PASSAGE TO READ:
==*==
There’s no ‘i’ in ASDA

It’s that time again; time to write another supersonic supermarket parable.

It’s time to finish what I started !

This will be my last ASDA blog post (at least for now) which will document my final two days in The Land of Green. It’s been emotional, it’s been enlightening, it’s been tiring. I would probably postpone this blog til an even later date (I’ve had this draft sat on my wordpress site like a fat kid waiting to be lifted out of a trolley – apt simile – for ages); however by request and because the longer I leave it the less relevance it will have I am endeavouring to finish, at least part 1, now.

So, my penultimate shift at ASDA , how’d it go? Well let’s just say I didn’t wear the cap or hair net.

Saturday wasn’t a great day for me, not because I had horrible customers or because I got told off for not wearing the hat but because I really didn’t want to be there. It was fairly busy, queues of people coming in dribs and drabs, yet it went so slowly. This tends to happen when you’re working and wishing you were at home the entire time. Not only that but I was also incredibly tired, not even physically, but in a drained – I wish I was doing anything but this – kind of tired.

Possibly the worst thing – though don’t quote me on it – about working in retail, particularly in ASDA, is being in the public eye the whole time. I’m generally a smiley, bubbly person and I like helping people, but if you’re having a bad day or you’re tired or feeling a little low ‘being happy to help’ can be the worst thing imaginable. More so because you’re forced to do it for hours on end without a ‘happy face’ break.

That’s why I love the cupboard *

I always say that if I hadn’t got the job on Home & Lesisure (or perhaps bakery) I would have quit ASDA years ago. There’s no way you’d ever get me working on checkouts, though occasionally you’re forced to when you have to queue-bust.

Queue-busting
adjective
1. Supermarket jargon for when employees working in other departments of the store are required to ‘jump’ on the front tills in order to reduce the amount of people queuing to buy their goods. Once allocated a till a queue-buster cannot leave until they are released by a senior member of staff. You can be there for anywhere between 10 minutes to over an hour.

(Really it should be called queue-kill, but I guess that has negative connotations. Employees might try to kill off customers.)

So why would I be ok with working on bakery and what’s so special about the cupboard? Well…

It’s got something to do with the F word. Not the Gorden Ramsey one.
==*==
STATED TASK 1:
Return the records word for word, from their first line through the line that contains "of the orange".
The ASDA blog post and the records are unrelated to each other.

Pointing and labeling entries:
==*==
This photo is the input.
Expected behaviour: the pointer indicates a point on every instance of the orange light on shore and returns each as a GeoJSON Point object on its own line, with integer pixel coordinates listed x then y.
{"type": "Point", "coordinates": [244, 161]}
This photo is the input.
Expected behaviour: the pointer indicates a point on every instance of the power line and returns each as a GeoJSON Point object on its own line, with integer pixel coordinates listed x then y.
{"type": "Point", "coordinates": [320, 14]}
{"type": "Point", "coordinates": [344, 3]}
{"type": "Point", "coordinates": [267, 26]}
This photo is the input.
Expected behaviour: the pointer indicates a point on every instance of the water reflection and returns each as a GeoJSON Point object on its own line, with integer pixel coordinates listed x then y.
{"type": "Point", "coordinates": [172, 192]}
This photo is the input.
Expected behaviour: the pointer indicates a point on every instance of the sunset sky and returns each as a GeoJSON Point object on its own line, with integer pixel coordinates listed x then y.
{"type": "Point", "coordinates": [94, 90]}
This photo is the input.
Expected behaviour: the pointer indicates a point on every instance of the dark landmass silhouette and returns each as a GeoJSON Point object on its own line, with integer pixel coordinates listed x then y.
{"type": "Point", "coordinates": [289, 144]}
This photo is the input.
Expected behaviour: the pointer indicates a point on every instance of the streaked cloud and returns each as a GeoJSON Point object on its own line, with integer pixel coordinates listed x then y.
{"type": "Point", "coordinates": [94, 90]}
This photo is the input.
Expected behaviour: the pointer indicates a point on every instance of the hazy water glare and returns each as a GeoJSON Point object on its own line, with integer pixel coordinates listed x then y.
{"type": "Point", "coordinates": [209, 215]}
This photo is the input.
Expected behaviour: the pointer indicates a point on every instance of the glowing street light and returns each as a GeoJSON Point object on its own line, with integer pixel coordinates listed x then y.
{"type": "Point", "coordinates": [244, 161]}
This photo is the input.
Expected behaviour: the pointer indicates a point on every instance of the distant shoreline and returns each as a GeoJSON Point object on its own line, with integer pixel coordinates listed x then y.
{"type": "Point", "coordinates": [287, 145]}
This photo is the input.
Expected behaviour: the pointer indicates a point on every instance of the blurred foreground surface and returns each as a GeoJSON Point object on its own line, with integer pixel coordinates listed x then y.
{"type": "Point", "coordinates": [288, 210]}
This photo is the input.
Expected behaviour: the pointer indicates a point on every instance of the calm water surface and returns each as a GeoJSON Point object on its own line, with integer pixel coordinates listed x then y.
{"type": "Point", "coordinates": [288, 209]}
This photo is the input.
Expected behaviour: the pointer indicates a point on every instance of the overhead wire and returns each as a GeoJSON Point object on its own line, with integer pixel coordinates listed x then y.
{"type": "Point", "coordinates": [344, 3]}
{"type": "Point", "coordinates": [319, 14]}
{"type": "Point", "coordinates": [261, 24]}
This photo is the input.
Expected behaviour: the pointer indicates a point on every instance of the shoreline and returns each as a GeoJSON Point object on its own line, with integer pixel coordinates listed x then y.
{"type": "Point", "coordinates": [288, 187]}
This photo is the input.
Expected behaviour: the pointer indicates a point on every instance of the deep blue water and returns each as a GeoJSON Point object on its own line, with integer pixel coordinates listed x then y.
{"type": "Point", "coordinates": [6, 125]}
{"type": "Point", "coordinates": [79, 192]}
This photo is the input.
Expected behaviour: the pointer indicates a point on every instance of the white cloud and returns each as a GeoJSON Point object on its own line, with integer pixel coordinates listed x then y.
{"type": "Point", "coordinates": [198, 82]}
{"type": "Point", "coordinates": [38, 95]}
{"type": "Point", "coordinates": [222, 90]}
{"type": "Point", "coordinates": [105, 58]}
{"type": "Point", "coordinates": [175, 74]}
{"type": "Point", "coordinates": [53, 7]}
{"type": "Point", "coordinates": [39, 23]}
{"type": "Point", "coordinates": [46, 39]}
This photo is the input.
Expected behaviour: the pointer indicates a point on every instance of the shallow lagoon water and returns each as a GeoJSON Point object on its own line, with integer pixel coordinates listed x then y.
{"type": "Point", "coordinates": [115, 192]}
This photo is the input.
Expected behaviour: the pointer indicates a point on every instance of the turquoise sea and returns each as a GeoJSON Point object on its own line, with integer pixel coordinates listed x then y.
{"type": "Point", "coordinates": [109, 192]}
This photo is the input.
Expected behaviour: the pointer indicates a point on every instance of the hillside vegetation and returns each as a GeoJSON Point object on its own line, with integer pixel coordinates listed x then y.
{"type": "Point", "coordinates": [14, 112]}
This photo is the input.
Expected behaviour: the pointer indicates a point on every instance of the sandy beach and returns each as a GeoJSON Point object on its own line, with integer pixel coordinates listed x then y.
==*==
STATED TASK 2:
Answer these questions about the ASDA blog post:
(a) On what day of the week was the writer's penultimate shift?
(b) What did the writer not wear during that shift?
(c) How long can a queue-buster be kept on a till?

TASK ANSWER 1:
This photo is the input.
Expected behaviour: the pointer indicates a point on every instance of the orange light on shore and returns each as a GeoJSON Point object on its own line, with integer pixel coordinates listed x then y.

TASK ANSWER 2:
(a) Saturday.
(b) The cap or hair net.
(c) Anywhere from 10 minutes to over an hour.